■ WHAT IS ASKED: In the records below, rewrite the part that opens with the line containing "the red and" and closes with the line containing "point(362, 337)", both lines included. Keep the requests unchanged, and shift every coordinate in the answers by adding 92 to it.

Excerpts of location labeling data:

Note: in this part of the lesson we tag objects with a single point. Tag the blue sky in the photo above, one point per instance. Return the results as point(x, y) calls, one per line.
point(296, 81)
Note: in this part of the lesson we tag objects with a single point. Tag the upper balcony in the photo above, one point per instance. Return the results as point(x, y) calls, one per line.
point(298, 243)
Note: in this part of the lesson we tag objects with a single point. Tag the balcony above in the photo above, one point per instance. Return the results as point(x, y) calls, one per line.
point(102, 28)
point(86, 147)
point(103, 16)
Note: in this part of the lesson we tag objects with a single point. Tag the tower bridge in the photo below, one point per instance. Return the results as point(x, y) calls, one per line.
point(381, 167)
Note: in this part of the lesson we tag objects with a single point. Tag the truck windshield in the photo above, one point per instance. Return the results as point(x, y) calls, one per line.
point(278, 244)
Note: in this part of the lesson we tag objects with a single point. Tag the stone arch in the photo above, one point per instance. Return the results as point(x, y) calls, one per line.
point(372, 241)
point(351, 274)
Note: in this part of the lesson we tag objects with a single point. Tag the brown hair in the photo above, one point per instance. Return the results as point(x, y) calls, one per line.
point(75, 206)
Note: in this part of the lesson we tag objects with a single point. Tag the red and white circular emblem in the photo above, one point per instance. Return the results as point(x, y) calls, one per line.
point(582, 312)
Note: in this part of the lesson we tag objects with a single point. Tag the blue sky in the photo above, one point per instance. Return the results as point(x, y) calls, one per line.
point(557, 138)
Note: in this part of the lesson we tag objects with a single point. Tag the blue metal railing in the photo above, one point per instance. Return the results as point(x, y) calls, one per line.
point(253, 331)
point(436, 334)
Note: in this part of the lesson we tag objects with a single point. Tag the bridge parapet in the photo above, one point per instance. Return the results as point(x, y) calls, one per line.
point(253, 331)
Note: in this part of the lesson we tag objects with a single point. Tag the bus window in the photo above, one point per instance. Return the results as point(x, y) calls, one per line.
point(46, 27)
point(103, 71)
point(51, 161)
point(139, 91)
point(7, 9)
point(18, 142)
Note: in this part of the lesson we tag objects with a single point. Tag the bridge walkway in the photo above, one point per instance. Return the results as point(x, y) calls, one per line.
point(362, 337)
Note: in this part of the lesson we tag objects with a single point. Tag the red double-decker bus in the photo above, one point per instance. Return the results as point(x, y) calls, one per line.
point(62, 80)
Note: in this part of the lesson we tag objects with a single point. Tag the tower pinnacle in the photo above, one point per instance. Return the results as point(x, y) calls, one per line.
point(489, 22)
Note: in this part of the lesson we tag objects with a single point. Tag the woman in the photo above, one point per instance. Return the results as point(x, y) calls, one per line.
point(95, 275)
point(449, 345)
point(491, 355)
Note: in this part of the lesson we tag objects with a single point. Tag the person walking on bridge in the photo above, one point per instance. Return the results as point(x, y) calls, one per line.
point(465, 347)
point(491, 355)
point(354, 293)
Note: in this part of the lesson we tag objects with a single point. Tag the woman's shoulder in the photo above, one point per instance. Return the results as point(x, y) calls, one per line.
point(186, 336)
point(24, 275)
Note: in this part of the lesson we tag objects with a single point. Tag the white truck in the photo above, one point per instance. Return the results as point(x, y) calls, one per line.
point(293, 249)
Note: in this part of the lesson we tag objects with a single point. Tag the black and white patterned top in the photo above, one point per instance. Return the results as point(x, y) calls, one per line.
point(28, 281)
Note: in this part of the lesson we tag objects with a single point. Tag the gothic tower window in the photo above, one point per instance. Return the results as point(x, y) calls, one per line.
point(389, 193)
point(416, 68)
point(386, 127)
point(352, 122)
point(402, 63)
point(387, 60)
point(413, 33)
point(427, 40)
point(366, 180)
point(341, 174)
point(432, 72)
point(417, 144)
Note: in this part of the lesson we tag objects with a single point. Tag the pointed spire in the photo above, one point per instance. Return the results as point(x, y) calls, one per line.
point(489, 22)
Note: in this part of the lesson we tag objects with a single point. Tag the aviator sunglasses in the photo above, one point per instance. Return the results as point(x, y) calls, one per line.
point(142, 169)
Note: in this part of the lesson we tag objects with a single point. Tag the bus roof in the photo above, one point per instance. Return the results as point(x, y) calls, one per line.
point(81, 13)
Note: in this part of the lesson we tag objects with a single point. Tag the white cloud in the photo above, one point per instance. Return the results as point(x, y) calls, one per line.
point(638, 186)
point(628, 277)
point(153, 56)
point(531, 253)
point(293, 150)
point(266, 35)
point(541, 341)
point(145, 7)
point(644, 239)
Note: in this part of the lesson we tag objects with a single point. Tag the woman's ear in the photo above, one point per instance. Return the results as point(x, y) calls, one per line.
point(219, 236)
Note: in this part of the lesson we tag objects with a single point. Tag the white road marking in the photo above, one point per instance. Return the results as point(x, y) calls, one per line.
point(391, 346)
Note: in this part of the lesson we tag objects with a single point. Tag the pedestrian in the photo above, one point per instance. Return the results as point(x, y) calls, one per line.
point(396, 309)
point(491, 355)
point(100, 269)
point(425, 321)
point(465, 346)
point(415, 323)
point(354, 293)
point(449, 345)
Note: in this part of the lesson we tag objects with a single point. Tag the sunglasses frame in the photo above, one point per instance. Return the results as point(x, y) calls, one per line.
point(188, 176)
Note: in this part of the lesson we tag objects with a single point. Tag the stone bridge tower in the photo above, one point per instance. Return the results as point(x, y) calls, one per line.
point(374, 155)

■ WORKED ANSWER:
Note: in this part of the lesson we tag objects with a single point. Tag the red and white circular emblem in the photo above, one point per instance. Return the results as point(x, y) calls, one per line.
point(674, 404)
Note: in this part of the lesson we tag objects with a single point. Tag the blue sky in the photo above, one point per instance. Return the results as point(x, y) calls, one per line.
point(649, 230)
Note: in this part of the lesson we tag objects with a single point. Tag the blue metal railing in the photo above, one point per instance. Return the results as point(x, y) calls, one per line.
point(345, 423)
point(528, 426)
Note: in this part of the lesson we tag objects with a single point. Tag the bridge parapet in the photo above, one point per instance. Return the results as point(x, y) calls, one per line.
point(345, 423)
Note: in this part of the lesson we tag objects with a single point. Tag the bus window in the photo above, one point per instance. Return the results as point(x, y) calls, one per line.
point(138, 119)
point(195, 163)
point(143, 253)
point(231, 183)
point(99, 101)
point(110, 234)
Note: in this part of the lesson we tag objects with a single point. Tag the bridge walkway in the photo above, one point per instance. Return the results as point(x, y) calls, one per line.
point(454, 429)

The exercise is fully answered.